■ TASK DETAILS ■
Make a verbatim transcription of the records, without the pictures.

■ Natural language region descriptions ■
=======

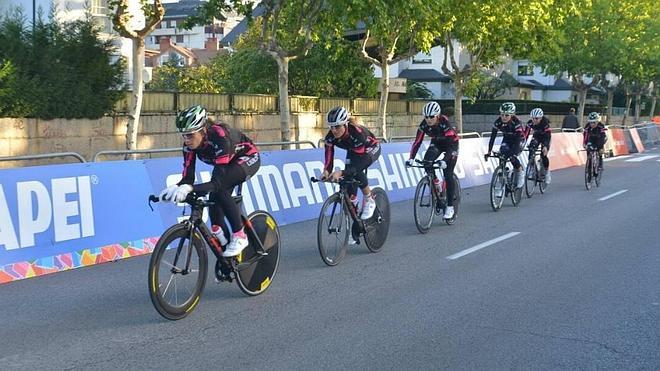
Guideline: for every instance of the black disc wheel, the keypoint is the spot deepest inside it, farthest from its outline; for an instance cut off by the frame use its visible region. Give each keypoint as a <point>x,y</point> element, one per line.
<point>257,264</point>
<point>378,226</point>
<point>333,229</point>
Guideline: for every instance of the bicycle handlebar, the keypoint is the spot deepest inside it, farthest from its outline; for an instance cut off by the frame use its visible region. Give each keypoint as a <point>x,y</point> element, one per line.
<point>192,199</point>
<point>436,164</point>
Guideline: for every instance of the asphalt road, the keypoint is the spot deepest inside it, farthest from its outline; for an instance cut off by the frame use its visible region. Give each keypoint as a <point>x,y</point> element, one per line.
<point>578,287</point>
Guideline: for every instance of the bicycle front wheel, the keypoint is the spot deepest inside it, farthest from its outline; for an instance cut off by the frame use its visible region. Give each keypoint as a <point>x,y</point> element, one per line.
<point>333,230</point>
<point>256,269</point>
<point>177,272</point>
<point>497,189</point>
<point>378,226</point>
<point>424,205</point>
<point>531,175</point>
<point>588,167</point>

=======

■ PROBLEM SOLUTION ■
Guideline: for every instance of the black disc wheel, the keypoint is the spot deepest inside it, farthest from its outline; for an instance cut off by the frame use its visible region. Give each keypoint as a <point>x,y</point> element, one per line.
<point>257,264</point>
<point>378,226</point>
<point>333,229</point>
Guideline: for every instance of the bicycle handlebar, the keypoint is the spot deepest inside it, farthest from its outline; for an instance cut off by the frame use its visible region. Give each keypoint as a <point>x,y</point> element, one per line.
<point>192,199</point>
<point>436,164</point>
Guideline: for every instance of the asphalt road, the keypoint is the spot deepest inside it, farthest from its outline; for an instance cut off by the frame use its visible region. Give each keypoint as a <point>x,y</point> element, one per line.
<point>578,287</point>
Guideline: for every instance of the bicycle front wheel, the keypoint is the spot deepest inside it, farthest from its outline; for an instance cut off by the frame use its visible region. Give each keypoint as a <point>x,y</point> element, one per line.
<point>333,230</point>
<point>256,269</point>
<point>177,272</point>
<point>497,189</point>
<point>378,226</point>
<point>424,205</point>
<point>531,175</point>
<point>588,167</point>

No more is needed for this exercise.